::: Data to use :::

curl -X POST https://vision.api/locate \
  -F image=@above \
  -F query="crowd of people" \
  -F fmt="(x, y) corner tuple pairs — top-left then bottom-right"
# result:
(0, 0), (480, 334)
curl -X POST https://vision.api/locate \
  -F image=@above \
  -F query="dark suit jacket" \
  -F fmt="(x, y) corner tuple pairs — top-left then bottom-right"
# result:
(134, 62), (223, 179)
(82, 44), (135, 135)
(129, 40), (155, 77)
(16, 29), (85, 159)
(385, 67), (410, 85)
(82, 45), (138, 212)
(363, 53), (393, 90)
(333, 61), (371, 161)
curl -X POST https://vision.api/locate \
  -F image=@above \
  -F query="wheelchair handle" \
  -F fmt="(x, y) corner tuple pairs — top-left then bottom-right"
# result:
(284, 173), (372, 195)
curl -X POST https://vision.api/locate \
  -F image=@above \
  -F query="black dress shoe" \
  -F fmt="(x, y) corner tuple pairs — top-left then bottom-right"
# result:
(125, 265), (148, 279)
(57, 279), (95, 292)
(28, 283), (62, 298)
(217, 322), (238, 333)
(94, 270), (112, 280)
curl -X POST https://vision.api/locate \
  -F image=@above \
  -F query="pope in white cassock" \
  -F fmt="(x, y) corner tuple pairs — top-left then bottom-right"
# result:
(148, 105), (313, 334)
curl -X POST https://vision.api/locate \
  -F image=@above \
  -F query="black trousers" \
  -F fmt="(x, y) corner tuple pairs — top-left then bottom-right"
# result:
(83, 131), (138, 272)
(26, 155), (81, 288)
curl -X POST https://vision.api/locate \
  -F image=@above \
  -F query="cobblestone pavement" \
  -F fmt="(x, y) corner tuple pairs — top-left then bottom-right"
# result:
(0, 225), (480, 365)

:::

Exercise instructions:
Reproduce every line from the start of the items down to and including the one containing "(94, 270), (112, 280)", requests included, adding -10 to each coordinate in the returned bounding boxes.

Exercise answer:
curl -X POST https://vision.api/locate \
  -F image=@above \
  -F query="crowd of people" \
  -F fmt="(x, y) corner tuple pairs — top-left then bottom-right"
# result:
(-10, -10), (470, 324)
curl -X POST https://vision.api/locate \
  -F image=@above \
  -F query="dark suit jacket" \
  -F fmt="(x, y) corner tuple pairs — top-left then bottom-right"
# result:
(124, 52), (213, 169)
(72, 34), (125, 125)
(119, 30), (145, 67)
(6, 19), (75, 149)
(375, 57), (400, 75)
(72, 35), (128, 202)
(353, 43), (383, 80)
(323, 51), (361, 151)
curl -X POST https://vision.api/locate \
  -F image=@above \
  -F query="wheelchair handle" \
  -F fmt="(x, y) corner tuple pairs — top-left then bottom-right"
# result:
(274, 163), (362, 185)
curl -X POST https://vision.api/locate \
  -F image=@above \
  -F query="black dress shoe" \
  -F fmt="(x, y) corner tuple pairs — top-left then bottom-right"
# result:
(115, 255), (138, 269)
(47, 269), (85, 282)
(18, 273), (52, 288)
(207, 312), (228, 323)
(84, 260), (102, 270)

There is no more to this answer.